More elephants… but notice the difference in color. This herd has been wallowing and dusting with very red dirt which is completely different than the elephants in the previous photos.
This is one of the little five (as opposed to the big five)…. a leopard tortoise.
More elephants… tired of them yet? I wouldn’t blame you… numerous photos just aren’t as interesting as the real thing!
These were the first cats we saw and they were not close. But there were plenty of lion sightings later.
Okay… I know they are ugly and many people prefer not to look at them but I find their ugliness fascinating and besides, they play an important part in the health of the ecosystem. It was late afternoon when we passed this area and apparently the maribou storks were planning to roost here. I chose to call it the Maribou hotel! I have never seen so many in one place.
Just a few cape buffalo. Many more of them later.
Notice that the smaller elephant obviously hasn’t been using the local dirt..
Boys being boys.. notice the use of their ‘fifth’ leg..
And another herd!
Safely surrounded by mother and sisters, this little one had to demonstrate the proper way to intimidate the interlopers.
Ears flat, demonstration over.
Not too many vultures seen. Not sure why but I do know they are in decline. It worries me.
Jackals are quite enterprising in their search for food. They scavenge and hunt. Don’t know what this one was eating but it looked like dung.
I believe this is the brown snake eagle. I’m bad about writing down the names of birds so I’m just as likely to be wrong as to be right.
If you look at the legs of this giraffe you can see dark skin and some over growth. It is like a sort of mange (I forget, hopefully someone will correct me) that leads to joint trouble which leads to difficulties with walking and sometimes an early death.
This baobob tree has a hole in it. They have been favored hideouts for poachers. I learned a few things about baobobs. Although they are called trees, they are made completely from fiber. So they can split, grow together, withstand constant abuse from elephants and still continue to grow. A two thousand year old baobob is quite common.
These are Coke’s hartebeest. They remained far away so it was difficult to get a clear photo.
This vervet monkey has the youngest baby I have ever seen. I doubt if it’s more than a couple of days old.
This ‘kissing’ behavior among primates is asking permission to proceed.. with whatever. I assume this other vervet wants to approach her and the baby and needs to know that it is permitted.
Small raptor…. lesser kestral, perhaps?
I think this is the little bee eater or the blue cheeked bee eater. There are several that are similar and I’m not good at remembering the differences.
This is a buffalo weaver… another of the little five.
Another failed attempt at capturing flight..
I believe this is the blue-cheeked bee eater.
━━━━━━
--- Task list ---
(a) Answer these questions using the safari captions:
(i) What did the writer call the spot where the maribou storks were planning to roost?
(ii) What are baobobs made completely from?
(iii) Which two animals are identified as members of the little five?
(b) Update the listing from its first line through the line containing "In every instance, a" by replacing "grassy field" with "open grassland", and leave everything else unchanged.

--- Listed entries ---
━━━━━━
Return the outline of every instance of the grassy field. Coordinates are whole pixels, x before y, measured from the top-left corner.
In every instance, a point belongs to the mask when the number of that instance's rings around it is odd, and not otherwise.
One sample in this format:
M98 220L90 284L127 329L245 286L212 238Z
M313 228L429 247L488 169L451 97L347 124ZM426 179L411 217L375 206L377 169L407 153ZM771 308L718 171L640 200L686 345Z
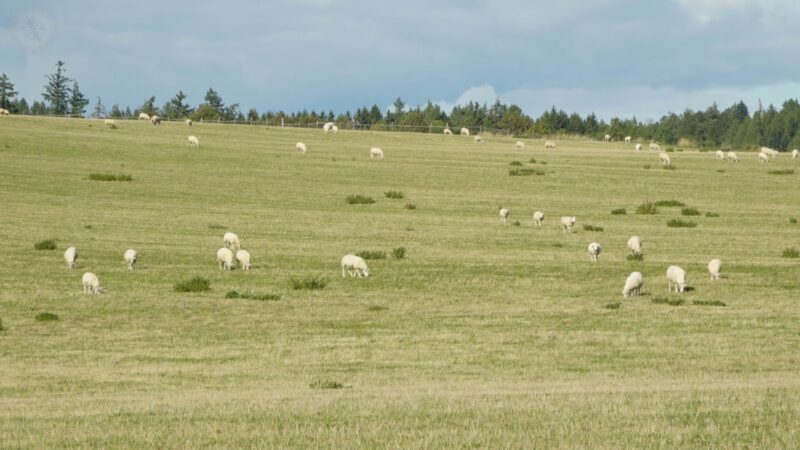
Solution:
━━━━━━
--- Answers for this exercise ---
(a)
(i) The Maribou hotel.
(ii) Fiber.
(iii) The leopard tortoise and the buffalo weaver.

(b)
Return the outline of every instance of the open grassland. Coordinates are whole pixels, x before y, measured from the top-left corner.
In every instance, a point belongs to the mask when the number of that instance's rings around it is odd, and not otherwise.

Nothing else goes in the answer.